> **AIM OF THE TASK**
Copy the rows below word for word, everything from the line containing "Zoom in on the mountain range." down to the last row, including both.

> **MATERIAL**
○ ○ ○ ○

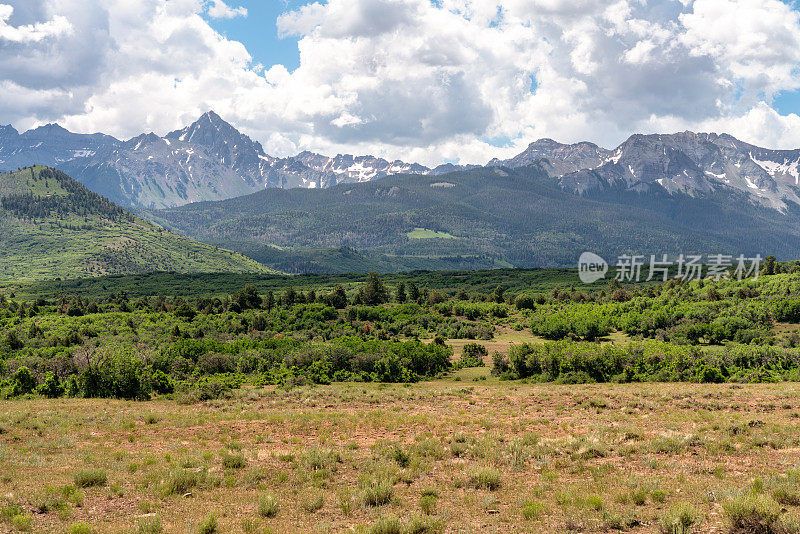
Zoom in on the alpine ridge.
[0,111,800,212]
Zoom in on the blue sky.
[205,0,311,71]
[7,0,800,165]
[205,0,800,121]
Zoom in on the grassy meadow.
[0,384,800,533]
[0,270,800,534]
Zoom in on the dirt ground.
[0,382,800,533]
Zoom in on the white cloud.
[0,4,72,43]
[0,0,800,164]
[208,0,247,19]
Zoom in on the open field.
[0,379,800,532]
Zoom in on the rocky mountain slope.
[0,111,449,208]
[143,164,800,272]
[0,111,800,212]
[0,166,274,281]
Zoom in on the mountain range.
[0,111,800,211]
[140,165,800,273]
[0,111,450,208]
[0,166,274,281]
[0,111,800,215]
[0,111,800,272]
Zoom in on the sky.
[0,0,800,165]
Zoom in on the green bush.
[73,469,108,488]
[258,494,280,517]
[197,512,217,534]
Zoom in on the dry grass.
[0,380,800,533]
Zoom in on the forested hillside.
[144,163,800,272]
[0,166,268,280]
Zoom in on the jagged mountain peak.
[165,110,248,146]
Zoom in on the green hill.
[0,166,274,280]
[144,164,800,273]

○ ○ ○ ○

> **WRITTEN SOLUTION**
Zoom in on the mountain range.
[0,111,800,211]
[140,165,800,273]
[0,111,450,208]
[0,166,274,281]
[0,111,800,215]
[0,111,800,272]
Zoom in on the sky.
[0,0,800,165]
Zoom in on the green bush.
[73,469,108,488]
[258,494,280,517]
[197,512,217,534]
Zoom in on the dry grass.
[0,380,800,533]
Zoom in on the forested hillside.
[144,163,800,272]
[0,166,268,280]
Zoom in on the jagged mountain peak.
[165,110,248,146]
Zoom in on the green hill.
[0,166,274,280]
[144,164,800,273]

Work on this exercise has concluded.